═══ Passage provided ═══

Skip to content

Latest commit

 

History

History
 
 

Lab 3

Chatterboxes

NAMES OF COLLABORATORS HERE Rahul Jain Watch the video

In this lab, we want you to design interaction with a speech-enabled device--something that listens and talks to you. This device can do anything but control lights (since we already did that in Lab 1). First, we want you first to storyboard what you imagine the conversational interaction to be like. Then, you will use wizarding techniques to elicit examples of what people might say, ask, or respond. We then want you to use the examples collected from at least two other people to inform the redesign of the device.

We will focus on audio as the main modality for interaction to start; these general techniques can be extended to video, haptics or other interactive mechanisms in the second part of the Lab.

Prep for Part 1: Get the Latest Content and Pick up Additional Parts

Pick up Web Camera If You Don't Have One

I have this webcam.

Get the Latest Content

I have pulled the latest content.

Part 1.

Text to Speech

I ran each of the scripts and observed the speaker output differnt words at different pitches / tones / voices.

**Write your own shell file to use your favorite of these TTS engines to have your Pi greet you by name.**

I had to give my shell script executable permissions and then was able to run the script. My favorite was the Google TTS engine which was actually able to pronounce my name correctly!

Part 1 TTS Example

Speech to Text

This example was particularly difficult to get working. The key is to have a quieter environment.

═══ Provided material ═══

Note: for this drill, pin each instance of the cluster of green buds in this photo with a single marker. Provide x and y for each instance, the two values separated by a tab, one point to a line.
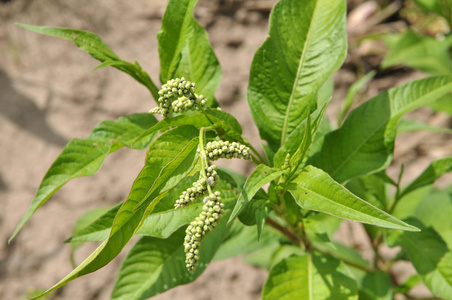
209	218
224	149
178	95
199	187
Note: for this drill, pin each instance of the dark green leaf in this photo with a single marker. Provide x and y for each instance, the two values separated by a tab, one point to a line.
185	51
421	52
92	44
85	157
170	158
315	190
260	176
376	285
244	240
407	125
365	142
434	171
354	88
305	45
154	265
430	257
310	277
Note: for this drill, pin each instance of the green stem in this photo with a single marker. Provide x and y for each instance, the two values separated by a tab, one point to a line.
202	153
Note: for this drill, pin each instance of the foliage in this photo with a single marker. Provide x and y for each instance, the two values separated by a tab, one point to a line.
286	211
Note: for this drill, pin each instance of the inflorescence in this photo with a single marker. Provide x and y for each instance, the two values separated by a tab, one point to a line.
209	218
178	95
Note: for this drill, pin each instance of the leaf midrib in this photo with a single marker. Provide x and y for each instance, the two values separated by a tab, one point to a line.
297	78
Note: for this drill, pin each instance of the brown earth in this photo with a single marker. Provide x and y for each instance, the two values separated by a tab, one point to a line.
48	96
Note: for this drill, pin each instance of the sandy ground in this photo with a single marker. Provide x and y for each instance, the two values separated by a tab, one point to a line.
48	96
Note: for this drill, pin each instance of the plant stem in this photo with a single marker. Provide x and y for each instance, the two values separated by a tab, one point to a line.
203	157
283	230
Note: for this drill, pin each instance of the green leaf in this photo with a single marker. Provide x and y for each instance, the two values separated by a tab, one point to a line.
84	221
299	143
85	157
307	278
260	176
223	122
154	265
98	230
435	211
421	52
443	104
185	51
364	143
163	224
91	43
376	285
305	45
430	257
244	240
255	213
169	159
434	171
370	188
315	190
408	125
354	88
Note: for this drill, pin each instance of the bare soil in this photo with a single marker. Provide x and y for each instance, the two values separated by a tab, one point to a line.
48	96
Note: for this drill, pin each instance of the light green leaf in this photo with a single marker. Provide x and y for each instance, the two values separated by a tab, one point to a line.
98	230
421	52
305	45
243	240
370	188
85	157
364	143
260	176
163	224
92	44
185	51
170	158
155	265
408	125
226	124
84	221
431	258
308	278
354	88
315	190
434	171
299	143
376	285
443	104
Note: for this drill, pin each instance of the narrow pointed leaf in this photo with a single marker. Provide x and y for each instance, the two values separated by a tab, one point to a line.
260	176
408	125
364	143
85	157
170	158
308	278
154	265
431	258
434	171
305	45
315	190
185	51
92	44
223	122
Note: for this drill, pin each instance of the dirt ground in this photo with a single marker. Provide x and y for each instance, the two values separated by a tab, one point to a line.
48	96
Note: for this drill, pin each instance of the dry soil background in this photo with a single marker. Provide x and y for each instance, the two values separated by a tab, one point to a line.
48	96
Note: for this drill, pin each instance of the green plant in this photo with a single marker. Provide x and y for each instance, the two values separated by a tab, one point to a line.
284	213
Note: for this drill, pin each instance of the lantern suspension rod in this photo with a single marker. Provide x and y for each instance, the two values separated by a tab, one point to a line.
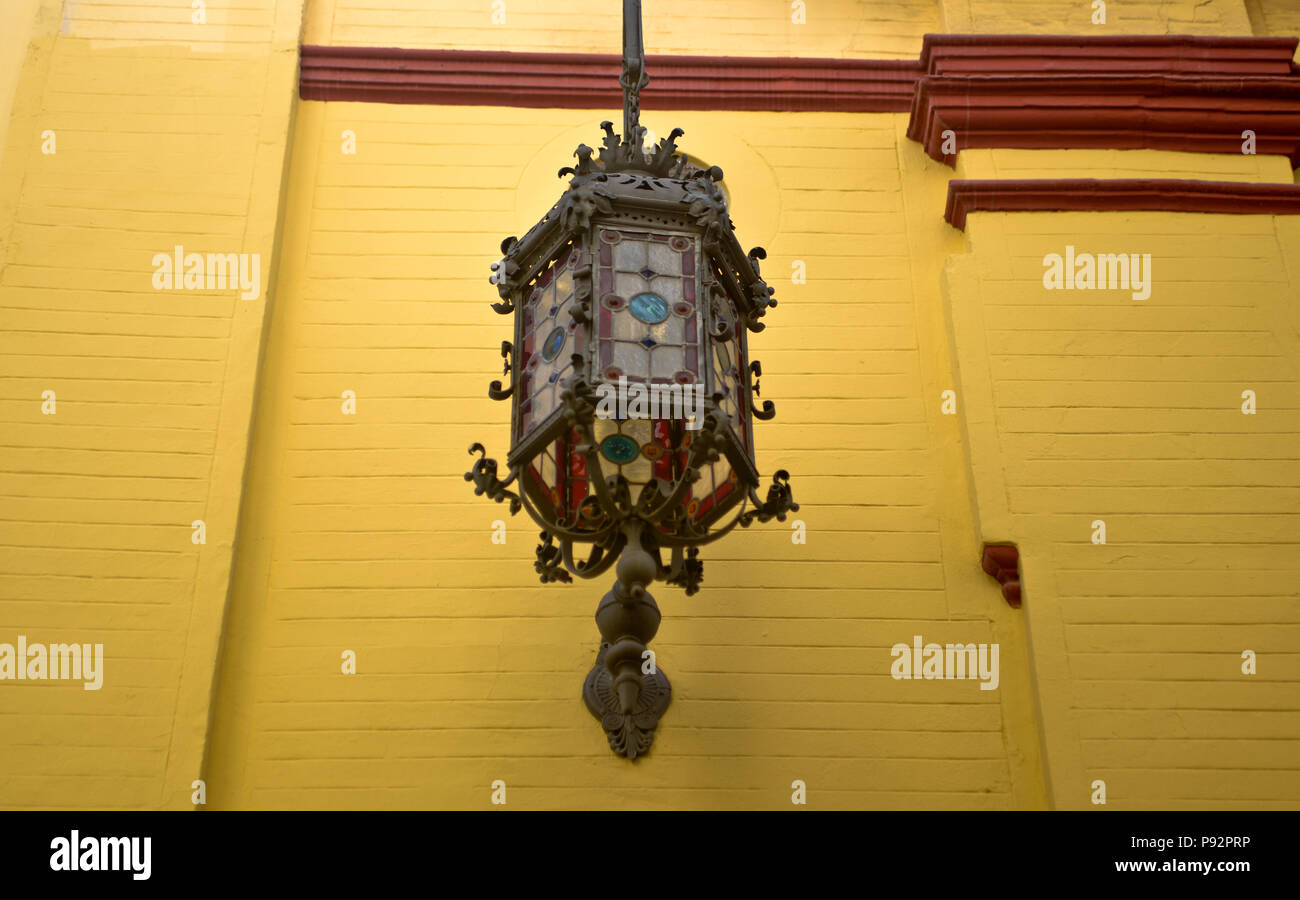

═══

Prompt 1
In the lab writeup, which TTS engine was the favorite, and what made it stand out?
Prompt 2
From the lab writeup, print the text between "NAMES OF COLLABORATORS" and "of the device.", inclusive.

Full answer 1
The Google TTS engine, because it pronounced the author's name correctly.

Full answer 2
NAMES OF COLLABORATORS HERE Rahul Jain Watch the video

In this lab, we want you to design interaction with a speech-enabled device--something that listens and talks to you. This device can do anything but control lights (since we already did that in Lab 1). First, we want you first to storyboard what you imagine the conversational interaction to be like. Then, you will use wizarding techniques to elicit examples of what people might say, ask, or respond. We then want you to use the examples collected from at least two other people to inform the redesign of the device.